▶ _Problem to solve_
Answer from the field hockey database project write-up:
1. How many estimators does the Random Forest model use?
2. What example does it give of a logic constraint on the synthetic data?
3. How many normalized tables does it list among its key achievements?

▶ _Document section_
══════════════════════════════
Project Overview
Collaborated with Cal Club Field Hockey to design and implement a comprehensive database solution that modernized data management across the club. The system spans player information, event management, merchandise tracking, and predictive analytics for player evaluation.
Database Relation and Schema
The schema follows strict normalization (BCNF) to ensure integrity, minimize redundancy, and optimize queries. Relations were first specified in detail, then validated through EER modeling before implementation in MySQL Workbench.
Synthetic Data Generation
To protect sensitive information while demonstrating functionality, I generated synthetic data based on real patterns. Logic constraints maintained realism (e.g., goals never exceeding shots), enabling realistic demos without exposing private data.
Machine Learning Pipeline
- Performance metrics: goals, assists, minutes played, ratings
- Derived features: per‑90 stats, consistency scores
- Modeling: Random Forest (100 estimators) with 5‑fold cross‑validation
- Output: Player ranking and recognition support
Results & Impact
Delivered a functional, production‑ready database replacing spreadsheets and paper workflows. The system enables efficient entry, retrieval, and analytics across the club, while the ML model provides an objective perspective on player evaluation and awards.
Technologies Used
- MySQL Workbench
- Python
- Pandas & NumPy
- Scikit‑Learn
- Git & GitHub
Key Achievements
- 62 normalized tables
- BCNF normalization
- 92.5% model accuracy (internal validation)
- Production‑ready deployment
══════════════════════════════
▶ _Listing_
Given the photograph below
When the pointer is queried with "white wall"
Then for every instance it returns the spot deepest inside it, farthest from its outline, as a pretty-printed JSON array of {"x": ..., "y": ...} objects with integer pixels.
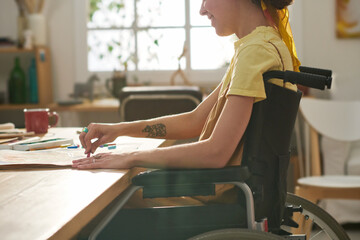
[
  {"x": 313, "y": 27},
  {"x": 319, "y": 47}
]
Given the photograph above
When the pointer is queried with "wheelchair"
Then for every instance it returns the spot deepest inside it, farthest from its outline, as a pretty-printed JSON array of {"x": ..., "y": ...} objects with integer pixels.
[{"x": 264, "y": 211}]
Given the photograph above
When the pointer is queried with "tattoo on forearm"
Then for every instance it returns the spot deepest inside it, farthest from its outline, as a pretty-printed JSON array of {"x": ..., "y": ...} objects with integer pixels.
[{"x": 157, "y": 130}]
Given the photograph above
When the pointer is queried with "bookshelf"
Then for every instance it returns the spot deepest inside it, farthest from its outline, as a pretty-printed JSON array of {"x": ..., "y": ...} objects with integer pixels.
[{"x": 43, "y": 67}]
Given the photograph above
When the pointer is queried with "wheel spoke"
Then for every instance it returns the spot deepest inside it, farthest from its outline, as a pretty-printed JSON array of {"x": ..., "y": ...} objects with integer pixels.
[{"x": 321, "y": 235}]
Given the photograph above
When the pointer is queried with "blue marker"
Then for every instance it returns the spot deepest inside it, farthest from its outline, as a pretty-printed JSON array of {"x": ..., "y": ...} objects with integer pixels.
[{"x": 73, "y": 147}]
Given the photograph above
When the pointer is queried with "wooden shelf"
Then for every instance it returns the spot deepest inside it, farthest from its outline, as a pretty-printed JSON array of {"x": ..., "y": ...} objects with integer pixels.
[
  {"x": 20, "y": 106},
  {"x": 15, "y": 50}
]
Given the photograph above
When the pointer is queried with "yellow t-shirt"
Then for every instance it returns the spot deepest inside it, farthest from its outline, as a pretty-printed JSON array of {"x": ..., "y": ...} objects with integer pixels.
[
  {"x": 260, "y": 51},
  {"x": 255, "y": 54}
]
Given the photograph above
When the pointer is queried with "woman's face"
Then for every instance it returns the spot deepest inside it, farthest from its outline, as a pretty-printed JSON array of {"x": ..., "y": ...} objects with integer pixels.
[{"x": 223, "y": 15}]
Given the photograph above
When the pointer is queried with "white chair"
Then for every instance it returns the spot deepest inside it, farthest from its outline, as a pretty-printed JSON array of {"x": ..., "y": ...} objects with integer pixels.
[{"x": 337, "y": 174}]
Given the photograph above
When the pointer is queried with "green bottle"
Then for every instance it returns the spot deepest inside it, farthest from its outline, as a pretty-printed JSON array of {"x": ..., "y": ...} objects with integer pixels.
[{"x": 17, "y": 84}]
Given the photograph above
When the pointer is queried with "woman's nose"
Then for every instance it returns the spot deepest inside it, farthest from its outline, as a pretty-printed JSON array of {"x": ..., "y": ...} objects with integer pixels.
[{"x": 202, "y": 9}]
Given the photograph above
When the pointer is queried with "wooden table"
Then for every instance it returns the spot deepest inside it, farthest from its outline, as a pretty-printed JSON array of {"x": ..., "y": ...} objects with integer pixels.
[{"x": 57, "y": 203}]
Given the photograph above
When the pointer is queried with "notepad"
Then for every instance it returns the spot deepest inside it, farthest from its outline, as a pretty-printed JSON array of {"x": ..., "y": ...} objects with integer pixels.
[{"x": 43, "y": 144}]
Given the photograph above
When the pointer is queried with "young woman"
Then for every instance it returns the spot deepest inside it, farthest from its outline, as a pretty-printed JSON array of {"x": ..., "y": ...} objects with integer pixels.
[{"x": 265, "y": 43}]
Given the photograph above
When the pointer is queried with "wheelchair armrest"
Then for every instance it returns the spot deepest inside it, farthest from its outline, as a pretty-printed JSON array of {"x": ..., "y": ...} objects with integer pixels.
[{"x": 187, "y": 182}]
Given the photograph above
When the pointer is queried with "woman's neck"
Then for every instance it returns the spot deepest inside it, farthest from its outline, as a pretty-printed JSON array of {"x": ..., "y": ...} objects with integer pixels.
[{"x": 254, "y": 18}]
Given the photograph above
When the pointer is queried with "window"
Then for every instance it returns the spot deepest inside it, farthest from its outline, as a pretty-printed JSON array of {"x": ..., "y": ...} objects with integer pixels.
[{"x": 150, "y": 36}]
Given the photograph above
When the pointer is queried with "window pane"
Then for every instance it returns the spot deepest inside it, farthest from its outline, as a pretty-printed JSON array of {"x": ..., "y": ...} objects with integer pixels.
[
  {"x": 110, "y": 49},
  {"x": 157, "y": 13},
  {"x": 195, "y": 18},
  {"x": 111, "y": 13},
  {"x": 209, "y": 51},
  {"x": 158, "y": 49}
]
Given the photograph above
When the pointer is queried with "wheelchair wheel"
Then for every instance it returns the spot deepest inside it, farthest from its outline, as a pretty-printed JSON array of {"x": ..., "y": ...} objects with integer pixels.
[
  {"x": 236, "y": 233},
  {"x": 314, "y": 221}
]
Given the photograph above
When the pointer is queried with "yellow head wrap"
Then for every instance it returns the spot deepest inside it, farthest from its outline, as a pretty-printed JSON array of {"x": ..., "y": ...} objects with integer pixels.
[{"x": 280, "y": 20}]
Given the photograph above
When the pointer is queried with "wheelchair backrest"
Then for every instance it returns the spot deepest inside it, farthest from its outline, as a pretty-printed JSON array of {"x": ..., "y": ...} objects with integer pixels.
[{"x": 266, "y": 150}]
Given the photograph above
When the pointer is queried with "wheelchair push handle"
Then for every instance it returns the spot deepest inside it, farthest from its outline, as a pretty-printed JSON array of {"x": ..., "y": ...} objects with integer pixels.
[
  {"x": 308, "y": 80},
  {"x": 309, "y": 77}
]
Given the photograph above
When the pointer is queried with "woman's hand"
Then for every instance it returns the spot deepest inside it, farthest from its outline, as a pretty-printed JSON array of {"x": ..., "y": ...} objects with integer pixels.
[
  {"x": 104, "y": 133},
  {"x": 103, "y": 160}
]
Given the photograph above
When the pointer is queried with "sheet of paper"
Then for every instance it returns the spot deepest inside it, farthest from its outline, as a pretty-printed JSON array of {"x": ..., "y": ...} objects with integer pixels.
[{"x": 61, "y": 157}]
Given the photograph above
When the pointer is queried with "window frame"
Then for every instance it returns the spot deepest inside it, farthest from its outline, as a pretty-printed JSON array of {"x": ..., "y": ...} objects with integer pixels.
[
  {"x": 208, "y": 79},
  {"x": 205, "y": 78}
]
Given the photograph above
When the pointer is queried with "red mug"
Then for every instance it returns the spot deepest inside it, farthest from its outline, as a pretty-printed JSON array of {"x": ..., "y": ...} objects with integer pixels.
[{"x": 37, "y": 120}]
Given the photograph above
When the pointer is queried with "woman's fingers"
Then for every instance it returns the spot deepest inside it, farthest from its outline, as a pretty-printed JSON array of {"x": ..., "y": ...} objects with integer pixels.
[{"x": 96, "y": 161}]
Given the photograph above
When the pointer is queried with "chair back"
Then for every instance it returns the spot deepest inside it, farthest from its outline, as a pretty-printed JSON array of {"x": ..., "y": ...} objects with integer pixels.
[
  {"x": 338, "y": 120},
  {"x": 139, "y": 103},
  {"x": 267, "y": 150}
]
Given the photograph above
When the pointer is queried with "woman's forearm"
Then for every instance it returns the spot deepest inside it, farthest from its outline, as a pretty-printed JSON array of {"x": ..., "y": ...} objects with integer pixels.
[
  {"x": 180, "y": 126},
  {"x": 201, "y": 154}
]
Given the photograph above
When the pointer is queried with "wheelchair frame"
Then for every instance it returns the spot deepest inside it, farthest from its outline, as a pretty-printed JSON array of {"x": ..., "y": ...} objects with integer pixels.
[{"x": 237, "y": 176}]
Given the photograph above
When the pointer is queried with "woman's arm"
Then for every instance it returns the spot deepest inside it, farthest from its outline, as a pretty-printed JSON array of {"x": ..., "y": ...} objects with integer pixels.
[
  {"x": 214, "y": 152},
  {"x": 179, "y": 126}
]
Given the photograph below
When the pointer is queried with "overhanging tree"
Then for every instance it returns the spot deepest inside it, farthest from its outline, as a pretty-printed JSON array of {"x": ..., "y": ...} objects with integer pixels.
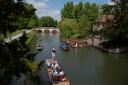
[{"x": 116, "y": 30}]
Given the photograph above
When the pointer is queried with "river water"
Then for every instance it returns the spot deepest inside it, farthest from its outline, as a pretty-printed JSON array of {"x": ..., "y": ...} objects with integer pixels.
[{"x": 84, "y": 66}]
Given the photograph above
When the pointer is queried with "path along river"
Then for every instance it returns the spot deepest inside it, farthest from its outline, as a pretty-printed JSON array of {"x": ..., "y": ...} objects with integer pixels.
[{"x": 85, "y": 66}]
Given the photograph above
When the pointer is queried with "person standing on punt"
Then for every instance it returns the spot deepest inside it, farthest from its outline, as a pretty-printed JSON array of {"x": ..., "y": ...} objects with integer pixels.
[{"x": 53, "y": 53}]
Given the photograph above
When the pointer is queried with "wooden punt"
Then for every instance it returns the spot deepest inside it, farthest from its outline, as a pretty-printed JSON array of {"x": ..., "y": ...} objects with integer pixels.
[{"x": 55, "y": 80}]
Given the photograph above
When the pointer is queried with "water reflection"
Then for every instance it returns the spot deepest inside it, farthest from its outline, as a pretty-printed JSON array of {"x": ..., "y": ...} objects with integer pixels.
[{"x": 85, "y": 66}]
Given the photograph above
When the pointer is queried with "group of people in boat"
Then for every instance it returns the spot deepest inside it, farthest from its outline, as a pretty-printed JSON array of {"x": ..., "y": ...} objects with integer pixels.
[{"x": 57, "y": 72}]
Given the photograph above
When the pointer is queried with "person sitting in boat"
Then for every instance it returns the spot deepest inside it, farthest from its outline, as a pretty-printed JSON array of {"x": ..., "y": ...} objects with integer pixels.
[
  {"x": 53, "y": 53},
  {"x": 53, "y": 50},
  {"x": 49, "y": 64},
  {"x": 55, "y": 72},
  {"x": 61, "y": 73},
  {"x": 61, "y": 76}
]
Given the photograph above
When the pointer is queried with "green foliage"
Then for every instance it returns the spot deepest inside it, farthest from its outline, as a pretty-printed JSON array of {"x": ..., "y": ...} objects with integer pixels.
[
  {"x": 77, "y": 11},
  {"x": 47, "y": 21},
  {"x": 116, "y": 30},
  {"x": 84, "y": 26},
  {"x": 106, "y": 9},
  {"x": 69, "y": 28},
  {"x": 77, "y": 19},
  {"x": 67, "y": 11},
  {"x": 13, "y": 15}
]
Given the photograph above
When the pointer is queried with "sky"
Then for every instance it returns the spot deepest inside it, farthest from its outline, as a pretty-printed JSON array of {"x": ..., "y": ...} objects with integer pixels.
[{"x": 53, "y": 7}]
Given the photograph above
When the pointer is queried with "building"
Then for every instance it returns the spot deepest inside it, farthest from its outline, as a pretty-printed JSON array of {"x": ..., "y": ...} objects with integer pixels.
[{"x": 101, "y": 21}]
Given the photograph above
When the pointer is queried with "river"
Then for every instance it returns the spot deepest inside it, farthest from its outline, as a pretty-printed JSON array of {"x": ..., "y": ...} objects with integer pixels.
[{"x": 84, "y": 66}]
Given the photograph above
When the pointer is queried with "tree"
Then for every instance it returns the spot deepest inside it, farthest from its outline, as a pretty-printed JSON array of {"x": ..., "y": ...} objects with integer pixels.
[
  {"x": 47, "y": 21},
  {"x": 13, "y": 55},
  {"x": 67, "y": 11},
  {"x": 78, "y": 10},
  {"x": 116, "y": 30},
  {"x": 69, "y": 28},
  {"x": 91, "y": 10},
  {"x": 106, "y": 9},
  {"x": 84, "y": 26}
]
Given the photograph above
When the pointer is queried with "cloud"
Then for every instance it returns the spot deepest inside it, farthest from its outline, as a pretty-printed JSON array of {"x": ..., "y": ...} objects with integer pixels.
[{"x": 42, "y": 9}]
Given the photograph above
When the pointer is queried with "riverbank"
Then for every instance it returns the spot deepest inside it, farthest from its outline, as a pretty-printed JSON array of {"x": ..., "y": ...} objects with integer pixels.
[
  {"x": 95, "y": 42},
  {"x": 77, "y": 43}
]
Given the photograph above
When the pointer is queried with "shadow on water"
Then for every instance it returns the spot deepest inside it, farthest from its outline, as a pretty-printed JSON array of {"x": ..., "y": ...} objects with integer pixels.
[{"x": 84, "y": 66}]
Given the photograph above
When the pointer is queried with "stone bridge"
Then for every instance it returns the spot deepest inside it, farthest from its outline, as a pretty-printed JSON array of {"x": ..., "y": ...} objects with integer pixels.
[{"x": 46, "y": 29}]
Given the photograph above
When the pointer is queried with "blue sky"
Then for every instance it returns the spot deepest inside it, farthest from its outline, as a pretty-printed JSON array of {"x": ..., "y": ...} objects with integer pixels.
[{"x": 52, "y": 7}]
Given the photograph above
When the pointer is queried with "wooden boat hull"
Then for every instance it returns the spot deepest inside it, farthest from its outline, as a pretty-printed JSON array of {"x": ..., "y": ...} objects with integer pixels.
[
  {"x": 55, "y": 80},
  {"x": 64, "y": 47}
]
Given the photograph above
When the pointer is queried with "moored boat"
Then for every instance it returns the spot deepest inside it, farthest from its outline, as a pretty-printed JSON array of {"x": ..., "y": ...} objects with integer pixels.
[
  {"x": 64, "y": 46},
  {"x": 56, "y": 77}
]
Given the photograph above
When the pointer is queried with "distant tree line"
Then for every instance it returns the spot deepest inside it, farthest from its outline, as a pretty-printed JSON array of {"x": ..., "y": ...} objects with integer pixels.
[
  {"x": 15, "y": 59},
  {"x": 76, "y": 19},
  {"x": 116, "y": 30},
  {"x": 47, "y": 21}
]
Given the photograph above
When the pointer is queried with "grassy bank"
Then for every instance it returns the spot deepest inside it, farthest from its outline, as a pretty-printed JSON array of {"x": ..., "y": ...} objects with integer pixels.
[{"x": 31, "y": 41}]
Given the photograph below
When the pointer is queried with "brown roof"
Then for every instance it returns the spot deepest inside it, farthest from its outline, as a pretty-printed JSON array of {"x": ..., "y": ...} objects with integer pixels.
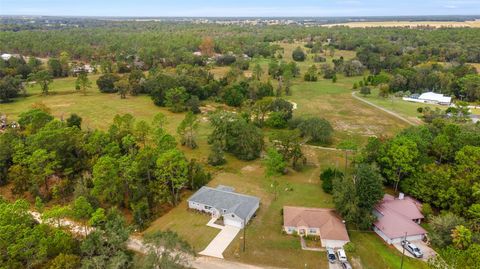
[
  {"x": 397, "y": 217},
  {"x": 407, "y": 207},
  {"x": 330, "y": 225}
]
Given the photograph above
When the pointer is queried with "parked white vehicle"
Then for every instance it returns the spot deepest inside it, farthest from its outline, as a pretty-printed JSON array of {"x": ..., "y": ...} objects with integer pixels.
[{"x": 342, "y": 257}]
══════════════════════════════
▶ _Solution below_
1. 100
2. Goals never exceeding shots.
3. 62